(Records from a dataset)
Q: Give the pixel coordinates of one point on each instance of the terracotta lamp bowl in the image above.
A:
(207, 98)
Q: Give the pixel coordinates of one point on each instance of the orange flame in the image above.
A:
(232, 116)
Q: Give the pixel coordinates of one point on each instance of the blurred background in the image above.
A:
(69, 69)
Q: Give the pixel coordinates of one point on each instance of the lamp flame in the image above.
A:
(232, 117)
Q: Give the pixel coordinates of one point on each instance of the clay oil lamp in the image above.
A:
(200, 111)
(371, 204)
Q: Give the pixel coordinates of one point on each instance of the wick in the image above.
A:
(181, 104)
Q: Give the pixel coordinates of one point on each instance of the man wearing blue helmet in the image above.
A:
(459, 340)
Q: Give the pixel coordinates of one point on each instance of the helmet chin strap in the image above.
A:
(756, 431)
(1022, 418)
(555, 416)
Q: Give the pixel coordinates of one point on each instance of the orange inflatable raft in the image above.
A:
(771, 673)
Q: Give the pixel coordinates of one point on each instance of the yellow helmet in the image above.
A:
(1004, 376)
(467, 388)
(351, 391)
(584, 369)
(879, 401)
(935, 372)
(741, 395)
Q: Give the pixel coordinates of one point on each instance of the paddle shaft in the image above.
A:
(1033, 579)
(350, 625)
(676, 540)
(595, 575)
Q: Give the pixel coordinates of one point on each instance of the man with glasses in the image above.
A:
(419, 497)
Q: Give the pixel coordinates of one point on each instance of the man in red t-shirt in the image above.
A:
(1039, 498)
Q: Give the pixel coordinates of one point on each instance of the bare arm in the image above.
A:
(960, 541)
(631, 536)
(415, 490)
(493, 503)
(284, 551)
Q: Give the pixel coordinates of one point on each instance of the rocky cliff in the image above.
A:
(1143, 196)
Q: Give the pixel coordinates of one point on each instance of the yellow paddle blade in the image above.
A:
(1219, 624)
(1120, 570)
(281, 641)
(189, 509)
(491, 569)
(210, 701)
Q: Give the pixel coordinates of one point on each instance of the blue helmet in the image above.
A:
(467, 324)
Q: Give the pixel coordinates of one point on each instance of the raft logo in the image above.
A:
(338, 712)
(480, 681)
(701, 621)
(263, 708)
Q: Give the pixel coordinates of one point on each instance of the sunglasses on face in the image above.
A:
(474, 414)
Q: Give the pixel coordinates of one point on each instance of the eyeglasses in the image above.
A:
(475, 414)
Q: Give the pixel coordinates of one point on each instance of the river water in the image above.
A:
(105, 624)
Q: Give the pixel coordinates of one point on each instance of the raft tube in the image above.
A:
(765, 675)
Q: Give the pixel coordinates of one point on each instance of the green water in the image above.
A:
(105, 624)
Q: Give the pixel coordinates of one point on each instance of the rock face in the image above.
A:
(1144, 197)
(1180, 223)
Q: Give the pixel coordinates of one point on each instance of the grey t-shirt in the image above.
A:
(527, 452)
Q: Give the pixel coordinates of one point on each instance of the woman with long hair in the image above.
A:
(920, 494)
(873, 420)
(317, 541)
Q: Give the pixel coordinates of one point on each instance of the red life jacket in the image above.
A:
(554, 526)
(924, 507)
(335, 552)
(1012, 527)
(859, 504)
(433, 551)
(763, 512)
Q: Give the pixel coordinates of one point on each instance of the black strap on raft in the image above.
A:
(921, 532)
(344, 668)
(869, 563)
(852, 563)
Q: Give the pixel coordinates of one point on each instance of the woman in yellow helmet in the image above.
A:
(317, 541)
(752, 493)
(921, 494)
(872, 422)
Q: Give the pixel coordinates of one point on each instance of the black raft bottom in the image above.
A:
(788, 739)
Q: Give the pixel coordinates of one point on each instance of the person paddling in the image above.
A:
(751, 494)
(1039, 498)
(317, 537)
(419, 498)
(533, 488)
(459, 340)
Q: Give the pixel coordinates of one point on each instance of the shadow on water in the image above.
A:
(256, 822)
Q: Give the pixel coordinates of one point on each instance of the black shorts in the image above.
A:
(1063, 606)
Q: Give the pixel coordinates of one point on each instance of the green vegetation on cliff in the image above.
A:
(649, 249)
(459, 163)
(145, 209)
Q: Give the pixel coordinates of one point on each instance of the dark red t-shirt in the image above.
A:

> **Exercise aim**: Write out the lines between the one containing "rock face in the image above." and the one containing "(1063, 606)", inclusive, along with their requests. Multiply every coordinate in the answers by 0.8 and round each to a whole number, rounding halves up.

> **Written reply**:
Q: Give the pixel coordinates of one point on each instance of the rock face in the image above.
A:
(915, 158)
(944, 178)
Q: Give the pixel coordinates of one point on each instance of the grey t-shirt in the image above.
A:
(422, 362)
Q: Give the pixel coordinates of one point on each instance of the woman with long hair in the image above.
A:
(736, 395)
(698, 336)
(254, 433)
Q: Give the pixel coordinates of one point on each instance of the red life jacket in the image above.
A:
(443, 421)
(739, 406)
(268, 442)
(810, 422)
(687, 403)
(346, 441)
(610, 410)
Q: Give the pixel coordinates of one point on each instance of the black strap on raft in the image above.
A:
(737, 426)
(275, 534)
(695, 450)
(682, 450)
Q: Give the pixel coordinates of one point on each instance of the woman in yellow helmet in the image above.
A:
(254, 433)
(602, 394)
(737, 395)
(698, 338)
Q: Give the pixel coordinates of one point on each instance of the black raft bottom in the image above.
A:
(630, 591)
Q: Give the pixel coordinates of one point on each instance of the person paddling in the image above.
A:
(601, 395)
(831, 398)
(254, 430)
(335, 398)
(426, 390)
(367, 272)
Q: Give the pixel coordinates of one point on each instance of the shadow on water in the image above.
A:
(205, 658)
Q: Give the pixel coordinates of one point on each instance of the black shorts in the image above.
A:
(850, 485)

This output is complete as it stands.